Task 1: In the commentary on State v. Hopper below, what did the officer notice about the defendant's car that led to the stop?
Task 2: Continue the commentary on State v. Hopper below from its last sentence.

Source extract:

# # # # #

The court of appeals issued several opinions yesterday. Among the most interesting is State v. Hopper, a case that addresses when an officer’s mistaken beliefs can support an investigative stop.
The defendant in Hopper was driving on Piedmont Circle, a loop road in an apartment complex in Winston-Salem. It was raining heavily. An officer noticed that the defendant’s tail lights were not on, and concluded that the defendant was violating G.S. 20-129, which requires a vehicle’s tail lights to be on whenever the vehicle is on a public street and its windshield wipers are in use. The officer therefore stopped the defendant. During the stop, the officer noticed drugs and a gun, which led to criminal charges against the defendant.
The defendant moved to suppress, arguing that Piedmont Circle was not a public street and that the officer therefore lacked reasonable suspicion for the stop. The trial court denied the motion to suppress, the defendant pled guilty and appealed, and the court of appeals affirmed. The appellate court assumed arguendo that Piedmont Circle was not a public street, but held that even if it wasn’t, the officer reasonably believed that it was, and that a reasonable mistake of fact can provide the reasonable suspicion necessary for a traffic stop.
The principle that a reasonable mistake of fact can provide reasonable suspicion appears to be uncontroversial. But a reasonable mistake of law cannot provide reasonable suspicion in North Carolina. State v. McLamb, 186 N.C. App. 124 (2007). (How to handle officers’ reasonable mistakes of law is controversial nationally. 38 Geo. L. J. Ann. Rev. Crim. Pro. 43, 48 (2009) (noting that “[t]he circuits have split on whether an officer’s mistaken belief that a traffic violation has occurred will support an investigatory stop if the mistake is one of law,” and collecting cases).)
So, was the mistake in Hopper really one of fact, or was it one of law? This issue received little or no attention from the court and from the parties, but McLamb provides an interesting comparison. The officer in that case believed that the speed limit on a particular road was 20 m.p.h., when it was actually 55 m.p.h. In Hopper, the officer believed that a particular road was a public street, though the court of appeals assumed arguendo that it was not. It may not be immediately obvious whether these are mistakes of law or fact, but it seems to me that whatever they are, they are the same thing. In other words, I don’t think that the assumed facts of Hopper can be distinguished from the facts of McLamb, which held that the officer’s mistake about the speed limit was one of law.
As it happens, I tend to think that both mistakes were mistakes of fact. But it seems to me that the defendant in Hopper could have trumpeted both the holding of McLamb and the statement in that case that a stop should not be upheld when an officer “stop[s] [a] vehicle[] based upon [his] subjective belief that traffic laws have been violated even where no such violation has, in fact, occurred.” (Internal quotation marks and citation omitted.) It certainly strikes me as odd that neither the opinion in Hopper, nor either party’s brief, even cites McLamb. Unless and until the state supreme court addresses officers’ reasonable mistakes, lawyers and judges may have trouble categorizing such mistakes, and so may have difficulty determining whether stops based on such mistakes should be upheld.

# # # # #

Excerpted data:
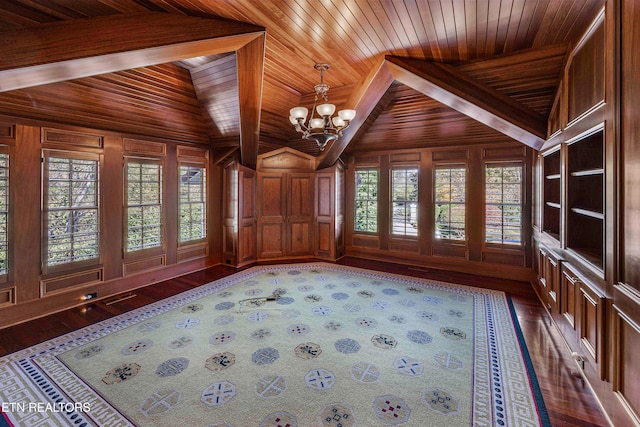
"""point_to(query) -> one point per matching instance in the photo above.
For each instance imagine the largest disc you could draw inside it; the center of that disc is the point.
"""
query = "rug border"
(543, 414)
(236, 277)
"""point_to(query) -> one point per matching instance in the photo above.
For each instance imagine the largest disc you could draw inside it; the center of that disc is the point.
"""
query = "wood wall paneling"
(586, 73)
(72, 138)
(7, 131)
(504, 258)
(61, 283)
(627, 363)
(142, 265)
(300, 207)
(592, 327)
(26, 206)
(230, 213)
(248, 216)
(187, 253)
(570, 287)
(7, 296)
(630, 148)
(272, 214)
(142, 147)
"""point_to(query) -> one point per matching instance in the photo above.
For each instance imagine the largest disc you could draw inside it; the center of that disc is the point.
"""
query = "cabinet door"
(300, 214)
(272, 214)
(325, 216)
(247, 216)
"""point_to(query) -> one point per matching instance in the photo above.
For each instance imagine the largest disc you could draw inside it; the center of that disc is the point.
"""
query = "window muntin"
(143, 204)
(366, 200)
(4, 210)
(450, 202)
(404, 201)
(192, 219)
(71, 208)
(503, 204)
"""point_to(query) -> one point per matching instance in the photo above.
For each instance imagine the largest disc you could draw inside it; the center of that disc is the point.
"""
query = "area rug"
(287, 345)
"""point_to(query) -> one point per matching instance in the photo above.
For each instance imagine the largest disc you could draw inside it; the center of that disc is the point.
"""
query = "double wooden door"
(285, 215)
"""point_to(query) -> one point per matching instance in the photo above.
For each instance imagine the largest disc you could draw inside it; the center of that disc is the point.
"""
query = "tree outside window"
(450, 202)
(503, 204)
(366, 200)
(192, 222)
(404, 202)
(144, 204)
(71, 208)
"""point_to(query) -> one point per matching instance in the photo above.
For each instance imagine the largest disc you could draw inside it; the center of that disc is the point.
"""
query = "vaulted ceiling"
(419, 72)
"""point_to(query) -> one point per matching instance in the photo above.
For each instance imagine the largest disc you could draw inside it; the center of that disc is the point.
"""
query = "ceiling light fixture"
(324, 128)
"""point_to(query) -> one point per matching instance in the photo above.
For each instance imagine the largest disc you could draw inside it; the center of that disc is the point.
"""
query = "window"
(72, 208)
(144, 203)
(503, 206)
(192, 222)
(366, 201)
(450, 198)
(404, 202)
(4, 209)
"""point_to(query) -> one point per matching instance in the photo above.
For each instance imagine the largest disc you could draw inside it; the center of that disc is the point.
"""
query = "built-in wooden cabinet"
(589, 188)
(549, 278)
(285, 208)
(329, 212)
(552, 194)
(239, 222)
(585, 196)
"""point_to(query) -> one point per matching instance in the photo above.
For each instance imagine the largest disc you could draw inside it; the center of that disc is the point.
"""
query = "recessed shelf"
(588, 172)
(585, 220)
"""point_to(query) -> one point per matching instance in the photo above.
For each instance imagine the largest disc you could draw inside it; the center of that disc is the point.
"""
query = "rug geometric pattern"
(333, 346)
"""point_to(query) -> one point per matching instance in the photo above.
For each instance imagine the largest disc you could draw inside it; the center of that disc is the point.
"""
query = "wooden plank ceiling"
(514, 48)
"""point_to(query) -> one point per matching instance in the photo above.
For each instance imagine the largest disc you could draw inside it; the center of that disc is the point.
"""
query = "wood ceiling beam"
(79, 48)
(448, 86)
(470, 97)
(250, 65)
(364, 98)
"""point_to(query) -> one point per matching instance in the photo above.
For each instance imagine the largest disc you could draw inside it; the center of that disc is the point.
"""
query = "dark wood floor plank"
(567, 396)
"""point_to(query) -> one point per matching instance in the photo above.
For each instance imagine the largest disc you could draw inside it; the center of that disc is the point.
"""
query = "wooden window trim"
(191, 162)
(356, 200)
(50, 270)
(152, 251)
(449, 166)
(503, 164)
(4, 276)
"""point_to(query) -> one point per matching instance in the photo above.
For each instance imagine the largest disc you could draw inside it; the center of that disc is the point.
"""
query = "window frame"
(405, 168)
(202, 165)
(4, 276)
(450, 166)
(356, 200)
(72, 155)
(143, 252)
(503, 164)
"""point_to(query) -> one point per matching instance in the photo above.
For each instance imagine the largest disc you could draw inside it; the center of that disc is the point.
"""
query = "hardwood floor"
(567, 396)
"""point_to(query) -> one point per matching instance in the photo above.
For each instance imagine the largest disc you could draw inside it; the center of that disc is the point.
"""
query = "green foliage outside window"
(503, 204)
(366, 200)
(404, 201)
(72, 209)
(192, 221)
(450, 203)
(144, 204)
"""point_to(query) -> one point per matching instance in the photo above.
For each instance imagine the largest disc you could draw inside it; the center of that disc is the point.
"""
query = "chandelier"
(324, 128)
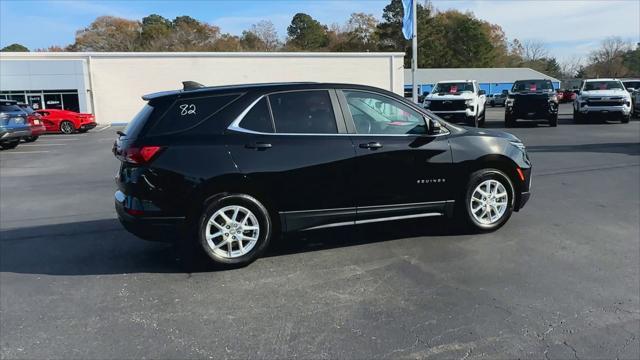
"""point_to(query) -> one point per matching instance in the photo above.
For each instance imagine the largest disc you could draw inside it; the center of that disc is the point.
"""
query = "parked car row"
(19, 121)
(535, 99)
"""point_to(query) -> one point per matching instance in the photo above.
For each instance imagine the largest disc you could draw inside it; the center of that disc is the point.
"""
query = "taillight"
(141, 155)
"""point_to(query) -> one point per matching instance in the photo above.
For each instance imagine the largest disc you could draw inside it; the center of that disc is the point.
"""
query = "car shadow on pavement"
(103, 247)
(614, 148)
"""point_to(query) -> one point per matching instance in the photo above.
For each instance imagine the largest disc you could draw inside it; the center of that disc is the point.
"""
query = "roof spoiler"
(191, 85)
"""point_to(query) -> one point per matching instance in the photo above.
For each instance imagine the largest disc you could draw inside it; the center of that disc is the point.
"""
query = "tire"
(225, 249)
(483, 180)
(553, 120)
(10, 144)
(66, 127)
(577, 117)
(509, 121)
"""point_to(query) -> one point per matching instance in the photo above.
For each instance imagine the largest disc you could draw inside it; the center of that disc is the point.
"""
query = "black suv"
(531, 99)
(229, 167)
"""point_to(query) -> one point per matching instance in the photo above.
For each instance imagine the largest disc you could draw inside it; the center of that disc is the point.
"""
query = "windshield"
(632, 85)
(602, 85)
(532, 85)
(453, 88)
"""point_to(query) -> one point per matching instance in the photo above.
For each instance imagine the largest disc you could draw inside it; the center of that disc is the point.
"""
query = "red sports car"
(66, 121)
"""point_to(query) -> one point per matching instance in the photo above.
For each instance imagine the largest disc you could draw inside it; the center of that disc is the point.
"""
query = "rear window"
(532, 85)
(258, 118)
(132, 130)
(187, 113)
(303, 112)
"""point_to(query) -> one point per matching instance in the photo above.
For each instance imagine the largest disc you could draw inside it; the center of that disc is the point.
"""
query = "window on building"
(303, 112)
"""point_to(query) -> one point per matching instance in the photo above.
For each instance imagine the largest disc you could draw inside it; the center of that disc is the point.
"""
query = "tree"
(109, 33)
(15, 47)
(306, 33)
(267, 34)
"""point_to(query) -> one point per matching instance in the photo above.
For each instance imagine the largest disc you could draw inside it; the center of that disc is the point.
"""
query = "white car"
(602, 98)
(460, 100)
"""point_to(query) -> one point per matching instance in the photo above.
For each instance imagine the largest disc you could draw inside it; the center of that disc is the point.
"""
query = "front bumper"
(88, 126)
(148, 227)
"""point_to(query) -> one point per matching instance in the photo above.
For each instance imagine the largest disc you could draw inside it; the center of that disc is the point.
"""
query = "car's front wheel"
(66, 127)
(234, 230)
(488, 200)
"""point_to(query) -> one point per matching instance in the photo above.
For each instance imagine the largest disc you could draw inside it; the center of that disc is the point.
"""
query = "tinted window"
(303, 112)
(377, 114)
(602, 85)
(532, 85)
(258, 118)
(189, 112)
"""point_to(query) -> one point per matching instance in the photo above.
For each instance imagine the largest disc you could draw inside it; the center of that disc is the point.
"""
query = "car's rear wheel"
(66, 127)
(7, 145)
(234, 230)
(488, 200)
(553, 120)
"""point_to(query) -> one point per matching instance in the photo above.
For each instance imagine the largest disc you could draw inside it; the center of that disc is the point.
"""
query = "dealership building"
(491, 80)
(110, 85)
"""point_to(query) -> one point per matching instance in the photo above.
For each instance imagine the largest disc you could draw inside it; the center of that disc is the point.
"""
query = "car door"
(293, 146)
(400, 170)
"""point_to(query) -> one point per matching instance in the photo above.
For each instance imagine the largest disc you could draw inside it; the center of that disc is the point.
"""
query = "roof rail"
(191, 85)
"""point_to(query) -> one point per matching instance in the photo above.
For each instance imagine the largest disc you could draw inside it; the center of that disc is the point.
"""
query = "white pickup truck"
(460, 100)
(602, 98)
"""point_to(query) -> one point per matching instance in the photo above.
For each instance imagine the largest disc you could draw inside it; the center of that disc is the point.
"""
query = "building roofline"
(194, 54)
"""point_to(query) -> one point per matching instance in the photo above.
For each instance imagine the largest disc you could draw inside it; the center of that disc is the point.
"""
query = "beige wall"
(118, 80)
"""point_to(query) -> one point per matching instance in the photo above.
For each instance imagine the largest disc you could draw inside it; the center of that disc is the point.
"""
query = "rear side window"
(303, 112)
(258, 118)
(189, 112)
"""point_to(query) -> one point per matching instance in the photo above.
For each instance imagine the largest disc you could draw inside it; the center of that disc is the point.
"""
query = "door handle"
(259, 146)
(371, 145)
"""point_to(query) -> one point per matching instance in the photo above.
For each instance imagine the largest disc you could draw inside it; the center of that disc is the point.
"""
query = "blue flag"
(407, 19)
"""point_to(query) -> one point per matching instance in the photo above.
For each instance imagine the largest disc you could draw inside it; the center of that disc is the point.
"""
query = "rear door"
(293, 146)
(400, 170)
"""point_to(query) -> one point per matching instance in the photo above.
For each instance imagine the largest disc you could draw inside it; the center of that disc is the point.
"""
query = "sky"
(569, 28)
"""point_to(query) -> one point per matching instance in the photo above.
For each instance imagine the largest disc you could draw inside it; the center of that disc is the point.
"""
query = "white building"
(110, 85)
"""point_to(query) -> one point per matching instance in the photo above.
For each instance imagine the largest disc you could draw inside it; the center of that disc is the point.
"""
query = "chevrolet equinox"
(226, 168)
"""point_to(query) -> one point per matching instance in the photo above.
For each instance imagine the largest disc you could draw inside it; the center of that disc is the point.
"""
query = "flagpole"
(414, 53)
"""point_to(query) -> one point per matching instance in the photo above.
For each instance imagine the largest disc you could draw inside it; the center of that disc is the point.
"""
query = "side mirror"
(434, 127)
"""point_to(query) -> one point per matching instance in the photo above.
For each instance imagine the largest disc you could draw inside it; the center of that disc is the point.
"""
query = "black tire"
(263, 220)
(577, 117)
(464, 209)
(625, 119)
(509, 121)
(553, 120)
(8, 145)
(66, 127)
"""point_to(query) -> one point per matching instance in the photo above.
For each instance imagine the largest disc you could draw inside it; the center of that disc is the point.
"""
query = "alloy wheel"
(232, 231)
(489, 202)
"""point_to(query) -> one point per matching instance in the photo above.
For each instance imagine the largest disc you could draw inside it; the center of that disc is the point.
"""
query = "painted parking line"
(103, 128)
(24, 152)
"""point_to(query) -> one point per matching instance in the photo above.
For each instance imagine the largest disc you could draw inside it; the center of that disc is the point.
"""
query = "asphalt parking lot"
(560, 280)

# # # # #

Right answer 1: The officer noticed that the defendant's tail lights were not on while it was raining heavily.

Right answer 2:
The problem I see with this ruling is that it is very easy for an officer to testify to a personal subjective mistake of fact which no evidence could ever contridict. What prevents an officer from stopping/searching/arresting a person who the officer “mistakenly” believes matches the discription of a suspect though it’s not even close? Is banned from the property when they aren’t? Or is driving on a revoked license when he’s in full compliance?
“But”, I hear you say, “it must be a REASONABLE suspicion”? Well that hurdle is so low, it is appearantly ephemeral. After all, in this case the officer testified that he regularly patrols the area, is very familiar with it, knows that it is the private property of the the City Housing authority, and the defense attorney introduced photos of the no tresspassing signs at the entrance. If anyone should know that this isn’t a public street, it should be this officer. Yet, the court has found that his mistake is reasonable.
I don’t think I’m being paranoid. I’m aware of a pending case (not one of mine) where the defendant was pulled over because, according to the officer, he accidently misread the valid registration sticker and thought it was expired. Other factors raise suspicions that this was a pretextual stop for “driving while black”. Given the gracious deference judges give cops, odds are that stop will be ruling legal under this precedent.
Ultimately, I don’t think that the court is considering how suceptible this ruling is to abuse by that subsect of officers who already feel endowed with the impunity to arbitrarily infringe upon the liberties of certain people.
The question I have is, why should it matter whether or not the officers mistake was in regards to “fact” or “law”? Will the two ever not be interchangeable in such circumstance?
A patrolling officer is (by definition) patrolling the area in search of illegal activity. They are there, patrolling the streets, literally looking for anything that they BELIEVE to be activity that is against the law. If they were to make any mistake that led to them interfering with the environment around them (searching and seizing weaponry and narcotics), they would HAVE to believe that they were following the law in doing so.
The idea is so subjective that it forces itself into being unreasonable. What’s the core fallacy that we need to correct to help avoid such judicial generalizations?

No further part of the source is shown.